- TASK DESCRIPTION: Render the lines below as a JSON list of strings, with one string per line and blank lines omitted. Leave the pictures out of the answer.

━━━━━ EXCERPTED DATA

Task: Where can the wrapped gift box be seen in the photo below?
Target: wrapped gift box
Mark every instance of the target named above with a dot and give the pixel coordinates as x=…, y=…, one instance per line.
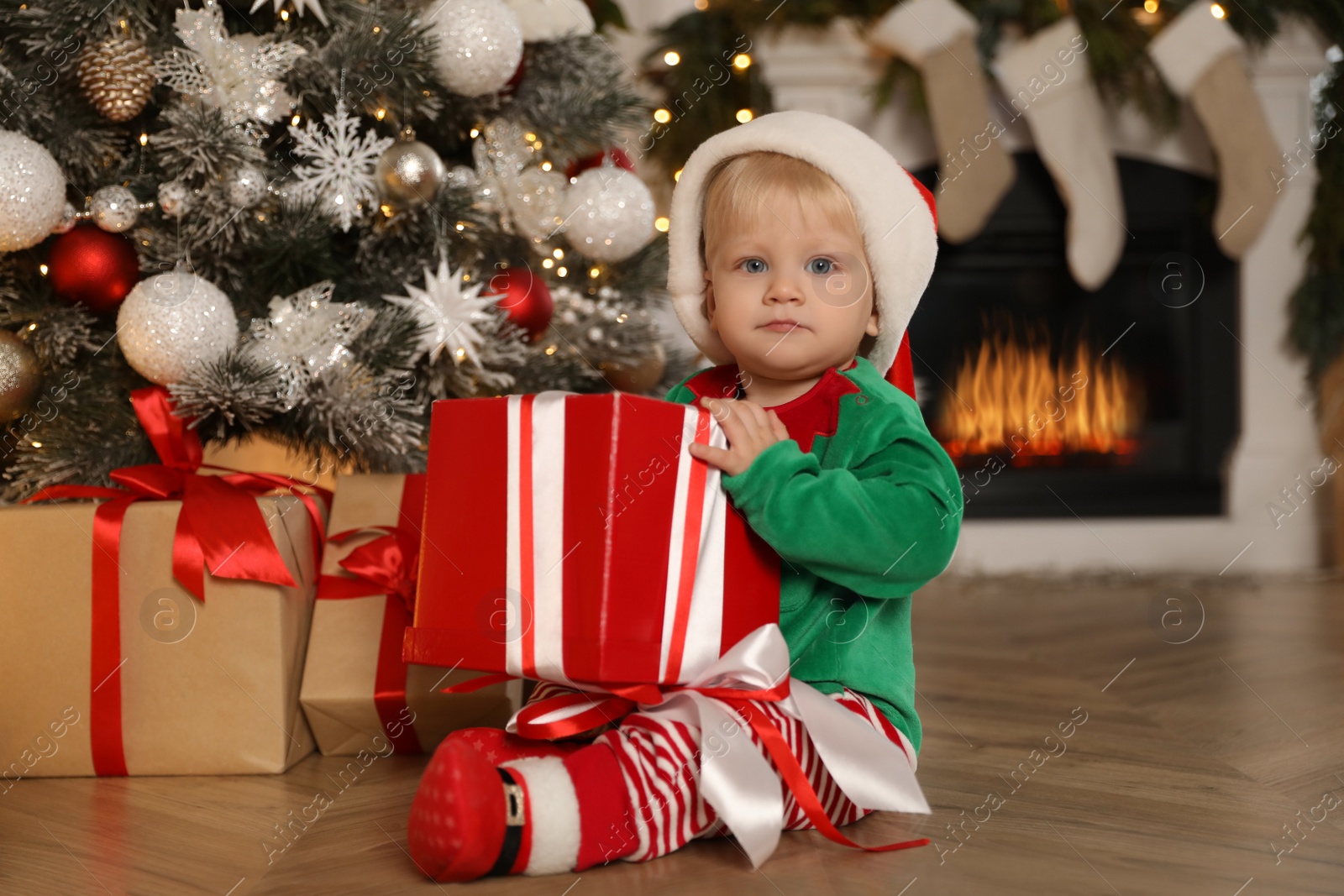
x=355, y=683
x=205, y=688
x=575, y=537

━━━━━━━━━━

- OUTPUT FOR THIS EXERCISE:
[
  "Task: Where can the wrapped gift box be seen in the photo below?",
  "Target: wrapped gift box",
  "Mark every instance of the target named above with a dot and give the pixel coordinates as x=…, y=…, one instance per line.",
  "x=355, y=683",
  "x=205, y=688",
  "x=575, y=537"
]